» DIRECTIONS FOR THIS TASK:
Reproduce all the lines below exactly and omit the images.
#### EXERCISE INPUT ####
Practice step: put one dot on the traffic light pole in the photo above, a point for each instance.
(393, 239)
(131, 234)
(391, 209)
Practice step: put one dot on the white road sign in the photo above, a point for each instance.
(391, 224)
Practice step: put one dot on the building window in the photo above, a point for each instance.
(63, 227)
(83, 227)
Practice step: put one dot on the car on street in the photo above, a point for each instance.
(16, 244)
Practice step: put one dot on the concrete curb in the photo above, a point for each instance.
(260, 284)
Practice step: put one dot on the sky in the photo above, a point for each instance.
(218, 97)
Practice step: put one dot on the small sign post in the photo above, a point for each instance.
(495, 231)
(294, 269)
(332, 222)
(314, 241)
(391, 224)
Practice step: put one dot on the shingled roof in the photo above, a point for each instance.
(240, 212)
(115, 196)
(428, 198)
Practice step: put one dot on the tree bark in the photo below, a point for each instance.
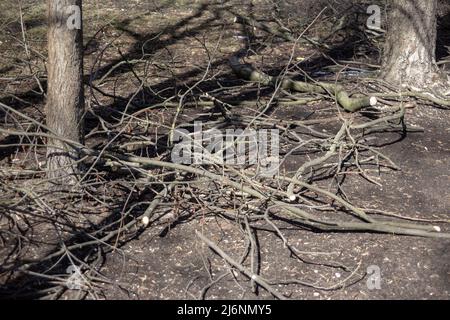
(409, 55)
(65, 95)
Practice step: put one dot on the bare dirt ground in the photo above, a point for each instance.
(167, 260)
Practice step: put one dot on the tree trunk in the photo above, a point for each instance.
(409, 56)
(65, 96)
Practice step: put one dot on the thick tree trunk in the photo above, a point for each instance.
(65, 96)
(409, 55)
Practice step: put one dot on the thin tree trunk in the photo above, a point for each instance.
(65, 96)
(409, 55)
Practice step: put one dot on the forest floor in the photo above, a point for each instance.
(177, 40)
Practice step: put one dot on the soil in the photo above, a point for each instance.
(168, 261)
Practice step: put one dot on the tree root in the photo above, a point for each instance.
(247, 72)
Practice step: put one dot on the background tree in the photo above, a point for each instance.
(409, 57)
(65, 96)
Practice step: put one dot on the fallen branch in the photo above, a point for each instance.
(247, 72)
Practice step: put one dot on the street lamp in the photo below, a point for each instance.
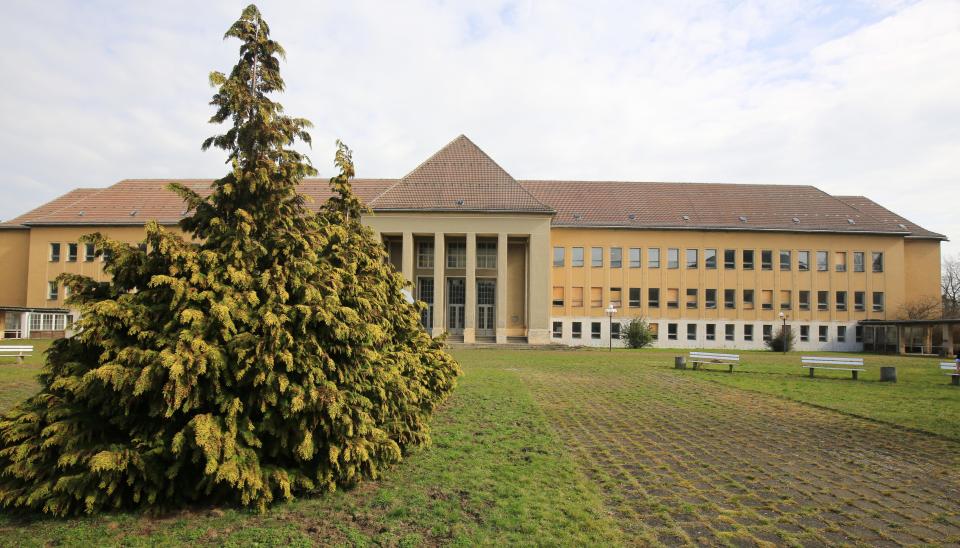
(610, 312)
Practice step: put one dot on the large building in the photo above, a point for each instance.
(497, 259)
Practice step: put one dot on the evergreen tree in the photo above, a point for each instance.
(277, 356)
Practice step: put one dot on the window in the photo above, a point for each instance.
(456, 255)
(858, 261)
(673, 258)
(730, 259)
(823, 300)
(616, 257)
(576, 297)
(596, 257)
(425, 255)
(653, 257)
(673, 298)
(878, 301)
(558, 295)
(616, 297)
(692, 258)
(766, 259)
(596, 297)
(786, 261)
(766, 299)
(841, 261)
(559, 255)
(692, 298)
(710, 259)
(730, 298)
(577, 258)
(634, 297)
(748, 259)
(822, 261)
(748, 299)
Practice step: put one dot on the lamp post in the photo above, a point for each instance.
(610, 312)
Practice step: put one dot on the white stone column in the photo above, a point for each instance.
(470, 308)
(439, 285)
(501, 306)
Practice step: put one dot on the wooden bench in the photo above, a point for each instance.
(19, 352)
(954, 374)
(853, 365)
(698, 359)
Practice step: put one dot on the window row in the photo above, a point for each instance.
(692, 259)
(747, 299)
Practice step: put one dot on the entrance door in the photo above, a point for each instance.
(456, 298)
(486, 315)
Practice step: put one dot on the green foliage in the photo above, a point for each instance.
(637, 333)
(276, 357)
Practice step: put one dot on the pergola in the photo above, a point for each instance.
(909, 336)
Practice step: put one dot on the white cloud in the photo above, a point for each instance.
(855, 98)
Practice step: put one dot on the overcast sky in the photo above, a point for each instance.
(852, 97)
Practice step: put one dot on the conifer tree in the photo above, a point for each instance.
(271, 354)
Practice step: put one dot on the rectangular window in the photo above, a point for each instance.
(692, 298)
(710, 259)
(653, 257)
(577, 258)
(559, 255)
(576, 297)
(841, 261)
(425, 255)
(634, 297)
(730, 298)
(456, 255)
(786, 261)
(748, 259)
(558, 295)
(878, 301)
(730, 259)
(766, 259)
(616, 257)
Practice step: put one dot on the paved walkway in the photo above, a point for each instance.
(686, 461)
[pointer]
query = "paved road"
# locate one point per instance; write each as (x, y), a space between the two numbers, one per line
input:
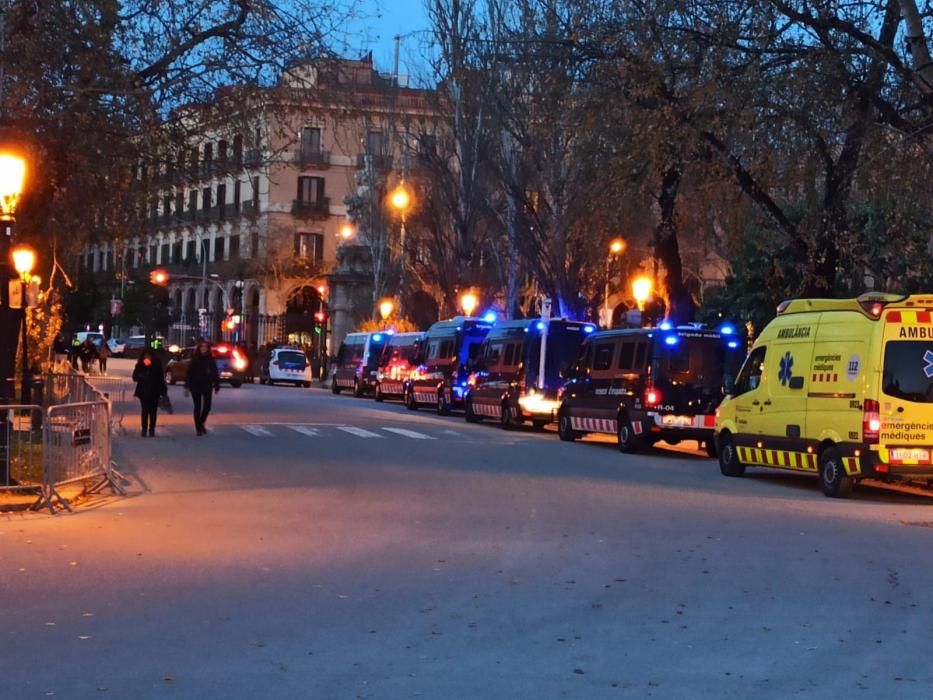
(314, 546)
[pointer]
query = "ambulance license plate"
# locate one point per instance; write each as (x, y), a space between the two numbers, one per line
(910, 454)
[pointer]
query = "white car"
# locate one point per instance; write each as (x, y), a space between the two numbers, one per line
(286, 364)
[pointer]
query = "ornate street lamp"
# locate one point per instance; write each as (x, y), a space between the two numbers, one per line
(401, 201)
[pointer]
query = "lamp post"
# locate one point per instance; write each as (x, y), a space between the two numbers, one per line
(616, 248)
(468, 302)
(24, 259)
(400, 199)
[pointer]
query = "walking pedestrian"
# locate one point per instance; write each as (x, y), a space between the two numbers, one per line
(150, 387)
(201, 379)
(103, 352)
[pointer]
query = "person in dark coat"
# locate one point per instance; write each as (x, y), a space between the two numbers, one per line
(202, 378)
(150, 387)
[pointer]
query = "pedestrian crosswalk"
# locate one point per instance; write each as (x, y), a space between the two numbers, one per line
(309, 430)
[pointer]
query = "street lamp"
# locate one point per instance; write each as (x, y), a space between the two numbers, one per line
(468, 302)
(641, 290)
(24, 259)
(386, 307)
(400, 199)
(616, 248)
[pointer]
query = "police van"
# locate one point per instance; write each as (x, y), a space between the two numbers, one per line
(518, 374)
(839, 388)
(357, 362)
(448, 351)
(395, 365)
(649, 384)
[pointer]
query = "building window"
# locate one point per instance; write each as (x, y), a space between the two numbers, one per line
(310, 246)
(310, 190)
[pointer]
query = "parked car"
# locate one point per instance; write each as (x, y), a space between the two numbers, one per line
(517, 376)
(230, 364)
(395, 364)
(648, 384)
(117, 346)
(285, 364)
(449, 350)
(357, 362)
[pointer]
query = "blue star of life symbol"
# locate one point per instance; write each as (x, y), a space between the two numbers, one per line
(928, 358)
(786, 370)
####
» SOLUTION FOR THIS EXERCISE:
Practice step: put one dot on the traffic light pole in the photo above, a point for each instance.
(393, 239)
(131, 234)
(391, 209)
Practice step: put one dot on the white road sign in the photo above, a point for each instance.
(391, 224)
Practice step: put one dot on the building window in the photo above, a point for each instance.
(63, 227)
(83, 227)
Practice step: put one dot on the car on street in the photo above, a point for each instance.
(16, 244)
Practice step: put one dot on the concrete curb in the photo above, a point for each instance.
(260, 284)
Practice step: put one dot on the sky in the photo above, a point for each instance.
(218, 97)
Practice step: put one dot on the small sign post in the photo above, a point for each instance.
(495, 231)
(294, 269)
(332, 222)
(314, 241)
(391, 224)
Practice step: put one dot on the shingled roof in the photo above, a point for each instance.
(240, 212)
(115, 196)
(428, 198)
Practice step: put one dot on the tree bark in the photo below, a point for each instance.
(409, 55)
(65, 95)
Practice step: put one dot on the bare dirt ground in the photo above, a point for each instance.
(167, 260)
Practice step: put one dot on the tree trunk in the photo above, a point for each instance.
(409, 56)
(65, 96)
Practice step: put one dot on the thick tree trunk in the photo above, a point for each instance.
(65, 96)
(409, 55)
Practice step: put one dot on the thin tree trunk in the photo above, a point for each instance.
(65, 96)
(409, 55)
Practice step: put one dot on the forest floor in the photo above, a point for each instance.
(177, 40)
Practice step: put one dot on the soil in the photo above, a point for each instance.
(168, 261)
Practice step: put one dot on the tree root in the photo above, a point for each instance.
(247, 72)
Practice step: put one dot on the background tree in the photo above, a point for each instance.
(409, 57)
(65, 96)
Practice step: put one dot on the fallen branch in the photo above, a point for each instance.
(247, 72)
Practice step: put one dot on the street lamp in the photo below, a point for each instance.
(610, 312)
Practice step: put one dot on the large building in the photo above, a point for each instance.
(497, 259)
Practice step: put one dot on the evergreen tree in the photo above, a point for each instance.
(277, 356)
Practice step: put one dot on the window in the photo above, a point for each instance.
(456, 255)
(858, 261)
(673, 258)
(730, 259)
(823, 300)
(616, 257)
(576, 297)
(596, 257)
(425, 255)
(653, 257)
(673, 298)
(878, 301)
(558, 295)
(616, 297)
(692, 258)
(766, 259)
(596, 297)
(786, 261)
(766, 299)
(841, 261)
(559, 255)
(692, 298)
(710, 259)
(730, 298)
(577, 258)
(634, 297)
(748, 259)
(822, 261)
(748, 299)
Practice step: put one dot on the lamp post in the photo above, a point for each instance.
(610, 312)
Practice step: put one dot on the white stone column in the photo above, a point for each instance.
(470, 308)
(439, 285)
(501, 306)
Practice step: put one dot on the wooden bench in the photo above, a point for each instance.
(19, 352)
(954, 374)
(853, 365)
(698, 359)
Practice step: put one dot on the window row in the photo above, a point for each instance.
(692, 259)
(747, 299)
Practice step: put one dot on the entrance door in the photo above, a point for each instance.
(456, 298)
(486, 315)
Practice step: put one dot on the green foliage in the photo above, a point for each instance.
(637, 333)
(276, 357)
Practice step: put one dot on the pergola in the photo above, a point for each instance.
(909, 336)
Practice step: put one dot on the white cloud in the photo above, a point for each instance.
(855, 98)
Practice step: put one dot on the overcast sky in the photo above, a point for each instance.
(852, 97)
Practice step: put one dot on the conifer tree in the photo above, a point for each instance.
(271, 354)
Practice step: put one dot on the rectangular window in the photo above, a point for each instance.
(692, 298)
(710, 259)
(653, 257)
(577, 258)
(559, 255)
(576, 297)
(841, 261)
(425, 255)
(634, 297)
(730, 298)
(456, 255)
(786, 261)
(748, 259)
(558, 295)
(878, 301)
(730, 259)
(766, 259)
(616, 257)
Practice step: put one dot on the paved walkway in the photo above, a point for each instance.
(686, 461)
[pointer]
query = "paved road"
# locate one point per instance; write each as (x, y), a space between the two numbers, one per line
input:
(314, 546)
[pointer]
query = "ambulance license plate"
# locate one point per instance; write each as (x, y), a space between the two numbers, one per line
(910, 454)
[pointer]
query = "white car"
# locate one point per instance; write each as (x, y), a space between the two numbers, one per line
(286, 364)
[pointer]
query = "ornate street lamp"
# locate one point per instance; write each as (x, y), a space between the two numbers, one per line
(401, 201)
[pointer]
query = "lamp post"
# locate one point per instance; write each as (x, y), a space between the two numbers, one per line
(616, 248)
(468, 302)
(24, 259)
(400, 199)
[pointer]
query = "walking pedestrian"
# locate one point per instance; write each as (x, y), a space between the two numbers, one per line
(150, 387)
(201, 379)
(103, 352)
[pointer]
query = "person in dark coat"
# locate one point per instance; write each as (x, y), a space between the two numbers, one per line
(202, 378)
(150, 387)
[pointer]
query = "pedestrian crosswalk"
# locate one point per instance; write each as (x, y), a space between the two numbers, one per line
(309, 430)
[pointer]
query = "street lamp"
# locate one point per instance; write each as (x, y), a space between the two numbers, one per line
(468, 302)
(641, 290)
(24, 259)
(386, 307)
(400, 199)
(616, 248)
[pointer]
query = "police van"
# locate one point per instance; write each as (x, y), a space between the two numbers, one per line
(518, 374)
(839, 388)
(357, 362)
(448, 351)
(395, 365)
(649, 384)
[pointer]
query = "building window"
# locate one point per instance; write each as (x, y), a space between the two numbers, one per line
(310, 246)
(310, 190)
[pointer]
query = "parked car"
# locate one point per instance; write each as (x, y), a space between the two numbers, one per line
(517, 376)
(230, 364)
(395, 364)
(648, 384)
(117, 346)
(285, 364)
(449, 350)
(357, 362)
[pointer]
query = "blue star of life symbol"
# locate one point per instance; write each as (x, y), a space between the two numbers, one per line
(928, 358)
(786, 370)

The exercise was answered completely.